[HOW TO COMPLETE THIS TASK]
Transcribe each entry so that it matches the original exactly.
BEGIN
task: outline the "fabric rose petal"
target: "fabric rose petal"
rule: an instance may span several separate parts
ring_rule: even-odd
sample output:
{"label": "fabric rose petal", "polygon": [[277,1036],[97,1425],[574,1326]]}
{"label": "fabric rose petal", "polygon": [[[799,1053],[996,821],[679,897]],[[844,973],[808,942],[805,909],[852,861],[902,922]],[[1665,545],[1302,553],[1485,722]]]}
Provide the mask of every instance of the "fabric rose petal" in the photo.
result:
END
[THE ANSWER]
task: outline the "fabric rose petal"
target: "fabric rose petal"
rule: an instance may span several separate parts
ring_rule: even-odd
sample output:
{"label": "fabric rose petal", "polygon": [[277,1036],[97,1425],[574,1326]]}
{"label": "fabric rose petal", "polygon": [[[799,1053],[996,821],[679,897]],[[844,973],[808,942],[805,909],[852,861],[902,922]],[[1665,545],[1302,553],[1485,722]]]}
Provide the mask of every instance of the "fabric rose petal" in the photo.
result:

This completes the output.